━━ SUPPLIED PASSAGE

SQL Server Forum / General / Data Warehousing / October 2005
general design question - "multiple groupings"
|
|
Thread rating:  |
Ray - 13 Oct 2005 00:16 GMT We have a main fact table that contains, for example, individual retail transactions (e.g. Coke, Sprite, 7up, Milk, Bottled Water... chocolate cake, steak.... t-shirt, mug, cap).
Each item can belong to several groups (e.g. group: drinks, non-alcholic drinks, pepsi products, coke products, sugar-free drink, etc.)
In the above scenario, we see two options for the design of the datamart: 1) create a star schema design where the transaction is "duplicated" into the fact table -- effectively linking a transaction to a "group" -- e.g. a sale of Diet-Coke would have 4 entries in the fact table (one for "drinks", non-alcoholic, coke products, and sugar-free). The draw-back is that this is ALOT of transactions and can really start to bloat the size of the datamart.
2) create a "bridge" table that associates items to groups, effectively implementing a many-to-many relationship.
Does anyone have other options or opinions on how to effectively design this? The requirement is fairly open-ended -- the customer wants to be able to view this data in as fast a time as possible (i.e. doing an ad-hoc query might be too slow of a roll-up)
Thanks, Ray
Darren Gosbell - 13 Oct 2005 01:41 GMT Sounds like what you have here are attributes of the dimension members. AS2k5 handles attributes REALLY well. In AS2k the story is not as good, but can still work, although performance may not be ideal.
In both AS2k and AS2k5, what you would do is to set up your products table with a column for each attribute.
eg
ID, Product, Manufacturer, Sugar Content, Color 1, Pepsi Max, Pepsi, Sugar Free, Black
Then in AS2k you would create member properties for each of these attributes. From these member properties you can then create virtual dimensions. AS2k cannot create aggregations of virtual dimension so it will have to aggregate at runtime, which is where you may take a performance hit.
If you have a natural hierarchy you should set these up as levels as these will benefit from the native aggregation abilities of AS. eg. you might be able to setup a Manufacturer > Sugar Content > Product hierarchy that will also aid users in navigating around.

━━━━
━━ PROVIDED DATA

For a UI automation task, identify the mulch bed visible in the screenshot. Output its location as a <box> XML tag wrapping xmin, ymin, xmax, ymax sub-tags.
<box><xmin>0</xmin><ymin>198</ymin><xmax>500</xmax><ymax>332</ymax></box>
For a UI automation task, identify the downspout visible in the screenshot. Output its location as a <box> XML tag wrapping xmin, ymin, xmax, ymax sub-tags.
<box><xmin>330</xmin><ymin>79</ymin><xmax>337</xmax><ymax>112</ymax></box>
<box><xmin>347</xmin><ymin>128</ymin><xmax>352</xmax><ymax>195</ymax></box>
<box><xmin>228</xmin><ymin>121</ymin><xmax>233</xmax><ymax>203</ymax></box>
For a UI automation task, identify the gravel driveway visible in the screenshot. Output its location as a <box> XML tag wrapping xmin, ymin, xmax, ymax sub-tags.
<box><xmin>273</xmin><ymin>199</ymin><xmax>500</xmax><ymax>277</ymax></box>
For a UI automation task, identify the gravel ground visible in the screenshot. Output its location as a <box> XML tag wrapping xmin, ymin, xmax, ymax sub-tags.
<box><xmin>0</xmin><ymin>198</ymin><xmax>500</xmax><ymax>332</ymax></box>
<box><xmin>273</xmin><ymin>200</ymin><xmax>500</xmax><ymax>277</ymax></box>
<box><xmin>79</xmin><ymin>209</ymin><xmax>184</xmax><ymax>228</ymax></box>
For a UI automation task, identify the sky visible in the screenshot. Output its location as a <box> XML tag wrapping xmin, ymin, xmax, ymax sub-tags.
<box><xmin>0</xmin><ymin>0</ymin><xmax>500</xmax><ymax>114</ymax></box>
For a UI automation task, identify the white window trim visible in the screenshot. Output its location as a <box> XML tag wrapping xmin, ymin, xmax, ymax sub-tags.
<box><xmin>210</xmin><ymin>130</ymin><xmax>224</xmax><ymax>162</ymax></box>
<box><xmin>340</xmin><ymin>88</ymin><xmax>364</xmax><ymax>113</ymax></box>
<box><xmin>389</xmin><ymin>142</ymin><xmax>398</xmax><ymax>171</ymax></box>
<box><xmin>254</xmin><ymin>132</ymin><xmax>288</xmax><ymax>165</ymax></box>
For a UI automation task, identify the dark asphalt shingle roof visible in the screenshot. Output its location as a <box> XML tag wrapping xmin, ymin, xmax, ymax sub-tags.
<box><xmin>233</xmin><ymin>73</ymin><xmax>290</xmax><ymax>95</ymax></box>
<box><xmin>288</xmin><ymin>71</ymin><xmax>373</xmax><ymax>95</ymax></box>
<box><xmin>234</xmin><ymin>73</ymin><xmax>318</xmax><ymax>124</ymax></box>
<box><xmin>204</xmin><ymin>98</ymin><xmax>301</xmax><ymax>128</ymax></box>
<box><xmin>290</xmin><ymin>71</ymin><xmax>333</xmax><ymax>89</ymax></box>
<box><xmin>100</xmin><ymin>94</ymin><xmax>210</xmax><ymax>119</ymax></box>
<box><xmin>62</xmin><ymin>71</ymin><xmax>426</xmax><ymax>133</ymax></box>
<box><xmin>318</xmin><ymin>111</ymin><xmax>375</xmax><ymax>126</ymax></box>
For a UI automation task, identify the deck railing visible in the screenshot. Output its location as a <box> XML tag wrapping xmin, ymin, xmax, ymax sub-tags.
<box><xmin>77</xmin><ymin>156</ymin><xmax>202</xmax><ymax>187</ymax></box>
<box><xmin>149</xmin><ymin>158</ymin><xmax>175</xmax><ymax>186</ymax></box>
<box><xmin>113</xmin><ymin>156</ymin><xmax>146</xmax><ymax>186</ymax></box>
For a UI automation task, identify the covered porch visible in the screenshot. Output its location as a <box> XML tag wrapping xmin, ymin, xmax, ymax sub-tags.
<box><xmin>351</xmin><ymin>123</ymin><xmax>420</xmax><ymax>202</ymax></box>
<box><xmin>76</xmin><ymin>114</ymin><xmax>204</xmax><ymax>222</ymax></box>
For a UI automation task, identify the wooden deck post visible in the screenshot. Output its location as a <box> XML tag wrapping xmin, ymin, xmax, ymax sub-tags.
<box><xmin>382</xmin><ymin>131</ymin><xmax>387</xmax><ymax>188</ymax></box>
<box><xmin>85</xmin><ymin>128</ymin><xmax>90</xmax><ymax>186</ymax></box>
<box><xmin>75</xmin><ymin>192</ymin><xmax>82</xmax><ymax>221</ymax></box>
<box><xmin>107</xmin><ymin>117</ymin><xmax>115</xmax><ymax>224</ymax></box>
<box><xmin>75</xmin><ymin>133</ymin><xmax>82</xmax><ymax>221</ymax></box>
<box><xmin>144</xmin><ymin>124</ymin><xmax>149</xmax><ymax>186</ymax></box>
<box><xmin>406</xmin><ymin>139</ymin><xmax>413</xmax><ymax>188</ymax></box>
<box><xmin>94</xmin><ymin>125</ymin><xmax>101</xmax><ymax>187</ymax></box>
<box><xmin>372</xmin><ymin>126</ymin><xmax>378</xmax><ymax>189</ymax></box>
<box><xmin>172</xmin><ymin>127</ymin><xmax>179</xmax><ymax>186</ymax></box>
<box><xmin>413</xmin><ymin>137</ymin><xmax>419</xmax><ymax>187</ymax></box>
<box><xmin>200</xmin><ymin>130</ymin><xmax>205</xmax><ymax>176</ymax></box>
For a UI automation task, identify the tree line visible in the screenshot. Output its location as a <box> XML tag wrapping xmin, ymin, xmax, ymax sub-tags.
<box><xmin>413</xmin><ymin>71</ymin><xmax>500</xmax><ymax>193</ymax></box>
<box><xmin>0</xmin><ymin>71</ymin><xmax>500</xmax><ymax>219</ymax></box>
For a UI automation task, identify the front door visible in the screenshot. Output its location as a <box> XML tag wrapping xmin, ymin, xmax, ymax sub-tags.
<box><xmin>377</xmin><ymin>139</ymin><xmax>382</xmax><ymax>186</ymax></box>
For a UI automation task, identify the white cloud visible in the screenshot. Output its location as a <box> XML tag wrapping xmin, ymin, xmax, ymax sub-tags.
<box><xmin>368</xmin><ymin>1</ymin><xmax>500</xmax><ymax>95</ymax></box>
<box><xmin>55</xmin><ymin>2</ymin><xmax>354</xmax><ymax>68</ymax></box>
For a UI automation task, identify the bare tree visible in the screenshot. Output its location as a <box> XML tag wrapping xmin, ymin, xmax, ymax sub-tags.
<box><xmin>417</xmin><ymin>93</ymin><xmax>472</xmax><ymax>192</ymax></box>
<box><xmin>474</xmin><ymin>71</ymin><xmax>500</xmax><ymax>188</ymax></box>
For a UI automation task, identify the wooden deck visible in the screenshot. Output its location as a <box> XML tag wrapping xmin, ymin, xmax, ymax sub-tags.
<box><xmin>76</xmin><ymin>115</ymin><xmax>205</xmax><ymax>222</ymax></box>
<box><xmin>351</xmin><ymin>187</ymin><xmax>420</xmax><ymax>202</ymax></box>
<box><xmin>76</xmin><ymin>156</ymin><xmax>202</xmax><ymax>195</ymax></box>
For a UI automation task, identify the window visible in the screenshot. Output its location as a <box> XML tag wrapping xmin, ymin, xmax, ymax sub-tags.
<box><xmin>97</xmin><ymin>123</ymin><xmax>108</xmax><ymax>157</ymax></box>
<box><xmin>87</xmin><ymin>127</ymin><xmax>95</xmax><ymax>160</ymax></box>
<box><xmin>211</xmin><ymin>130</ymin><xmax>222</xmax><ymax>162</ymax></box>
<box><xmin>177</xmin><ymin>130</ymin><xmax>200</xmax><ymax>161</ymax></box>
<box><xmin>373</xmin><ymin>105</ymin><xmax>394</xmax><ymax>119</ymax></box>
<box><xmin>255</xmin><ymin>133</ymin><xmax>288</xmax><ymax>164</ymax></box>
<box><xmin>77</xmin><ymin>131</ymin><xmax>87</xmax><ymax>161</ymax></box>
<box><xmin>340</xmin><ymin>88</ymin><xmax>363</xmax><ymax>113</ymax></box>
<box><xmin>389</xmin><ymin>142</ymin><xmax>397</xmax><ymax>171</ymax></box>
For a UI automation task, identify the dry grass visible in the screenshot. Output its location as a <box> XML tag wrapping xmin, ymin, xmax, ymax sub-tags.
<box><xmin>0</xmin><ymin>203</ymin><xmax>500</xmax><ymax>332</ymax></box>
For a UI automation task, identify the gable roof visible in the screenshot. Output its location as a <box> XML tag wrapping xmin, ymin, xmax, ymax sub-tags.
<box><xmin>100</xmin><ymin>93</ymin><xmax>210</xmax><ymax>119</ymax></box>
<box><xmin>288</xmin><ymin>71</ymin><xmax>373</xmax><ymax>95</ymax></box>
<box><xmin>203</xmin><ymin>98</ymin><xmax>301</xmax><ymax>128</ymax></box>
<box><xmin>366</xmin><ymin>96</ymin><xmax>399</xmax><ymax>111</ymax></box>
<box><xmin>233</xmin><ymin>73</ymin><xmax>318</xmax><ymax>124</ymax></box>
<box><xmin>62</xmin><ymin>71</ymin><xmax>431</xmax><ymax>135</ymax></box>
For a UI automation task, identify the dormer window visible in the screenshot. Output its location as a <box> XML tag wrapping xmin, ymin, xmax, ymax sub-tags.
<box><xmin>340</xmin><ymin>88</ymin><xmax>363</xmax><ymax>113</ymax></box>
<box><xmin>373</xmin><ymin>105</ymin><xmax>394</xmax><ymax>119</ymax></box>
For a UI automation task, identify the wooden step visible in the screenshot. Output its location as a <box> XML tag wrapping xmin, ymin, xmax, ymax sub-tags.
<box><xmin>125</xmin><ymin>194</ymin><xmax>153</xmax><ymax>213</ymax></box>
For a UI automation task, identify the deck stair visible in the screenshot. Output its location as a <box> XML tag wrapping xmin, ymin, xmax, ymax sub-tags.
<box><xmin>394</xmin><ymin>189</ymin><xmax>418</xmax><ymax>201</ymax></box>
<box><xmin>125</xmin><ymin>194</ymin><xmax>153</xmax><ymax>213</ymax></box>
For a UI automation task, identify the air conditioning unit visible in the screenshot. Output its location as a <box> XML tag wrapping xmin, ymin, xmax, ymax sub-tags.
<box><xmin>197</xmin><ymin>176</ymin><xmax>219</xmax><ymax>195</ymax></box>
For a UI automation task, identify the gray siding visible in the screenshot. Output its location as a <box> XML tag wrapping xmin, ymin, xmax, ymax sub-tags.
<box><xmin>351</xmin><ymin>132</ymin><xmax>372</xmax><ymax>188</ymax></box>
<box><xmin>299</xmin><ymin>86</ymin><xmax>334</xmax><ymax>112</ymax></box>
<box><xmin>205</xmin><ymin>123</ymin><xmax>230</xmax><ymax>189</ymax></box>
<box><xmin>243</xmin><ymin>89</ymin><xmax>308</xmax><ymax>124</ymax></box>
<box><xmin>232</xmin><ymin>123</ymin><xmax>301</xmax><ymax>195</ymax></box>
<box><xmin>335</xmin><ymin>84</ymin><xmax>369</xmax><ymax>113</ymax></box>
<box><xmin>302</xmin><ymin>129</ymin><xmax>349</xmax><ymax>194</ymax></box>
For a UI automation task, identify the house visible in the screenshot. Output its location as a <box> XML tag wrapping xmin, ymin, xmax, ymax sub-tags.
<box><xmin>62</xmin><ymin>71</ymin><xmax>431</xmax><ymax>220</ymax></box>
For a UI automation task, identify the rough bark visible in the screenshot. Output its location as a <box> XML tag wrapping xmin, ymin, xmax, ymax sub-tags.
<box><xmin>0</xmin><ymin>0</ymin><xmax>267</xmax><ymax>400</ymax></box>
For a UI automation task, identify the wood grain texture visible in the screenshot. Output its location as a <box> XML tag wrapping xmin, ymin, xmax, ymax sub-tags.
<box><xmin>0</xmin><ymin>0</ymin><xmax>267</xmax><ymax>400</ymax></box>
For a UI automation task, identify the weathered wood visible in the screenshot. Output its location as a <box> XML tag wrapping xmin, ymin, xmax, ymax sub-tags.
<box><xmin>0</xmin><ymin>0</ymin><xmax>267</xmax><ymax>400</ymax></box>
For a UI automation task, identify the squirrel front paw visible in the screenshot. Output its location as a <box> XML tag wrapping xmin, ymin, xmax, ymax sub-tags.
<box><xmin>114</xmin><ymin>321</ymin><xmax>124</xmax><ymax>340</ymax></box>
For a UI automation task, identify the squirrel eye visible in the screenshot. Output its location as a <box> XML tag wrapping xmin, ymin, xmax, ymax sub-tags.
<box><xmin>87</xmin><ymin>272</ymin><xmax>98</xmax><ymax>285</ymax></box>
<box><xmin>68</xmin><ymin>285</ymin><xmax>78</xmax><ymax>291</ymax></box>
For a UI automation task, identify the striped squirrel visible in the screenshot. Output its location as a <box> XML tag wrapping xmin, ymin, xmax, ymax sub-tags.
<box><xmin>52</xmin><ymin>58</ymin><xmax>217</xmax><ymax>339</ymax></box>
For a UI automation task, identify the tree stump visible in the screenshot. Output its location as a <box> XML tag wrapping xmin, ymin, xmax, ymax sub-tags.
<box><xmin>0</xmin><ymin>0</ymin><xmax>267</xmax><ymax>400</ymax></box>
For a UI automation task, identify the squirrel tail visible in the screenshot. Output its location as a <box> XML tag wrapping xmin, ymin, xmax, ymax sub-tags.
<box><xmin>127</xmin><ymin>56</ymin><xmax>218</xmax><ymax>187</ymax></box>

━━━━

◆ **SET TASKS**:
1. Print the part of the data warehousing thread starting at "In both AS2k" and ending at "in navigating around.".
2. Count the lines of the records that contain the string "gray", treating uppercase and lowercase as different, and give only the number.

◆ **SOLVED TASKS**:
1.
In both AS2k and AS2k5, what you would do is to set up your products table with a column for each attribute.
eg
ID, Product, Manufacturer, Sugar Content, Color 1, Pepsi Max, Pepsi, Sugar Free, Black
Then in AS2k you would create member properties for each of these attributes. From these member properties you can then create virtual dimensions. AS2k cannot create aggregations of virtual dimension so it will have to aggregate at runtime, which is where you may take a performance hit.
If you have a natural hierarchy you should set these up as levels as these will benefit from the native aggregation abilities of AS. eg. you might be able to setup a Manufacturer > Sugar Content > Product hierarchy that will also aid users in navigating around.

2. 1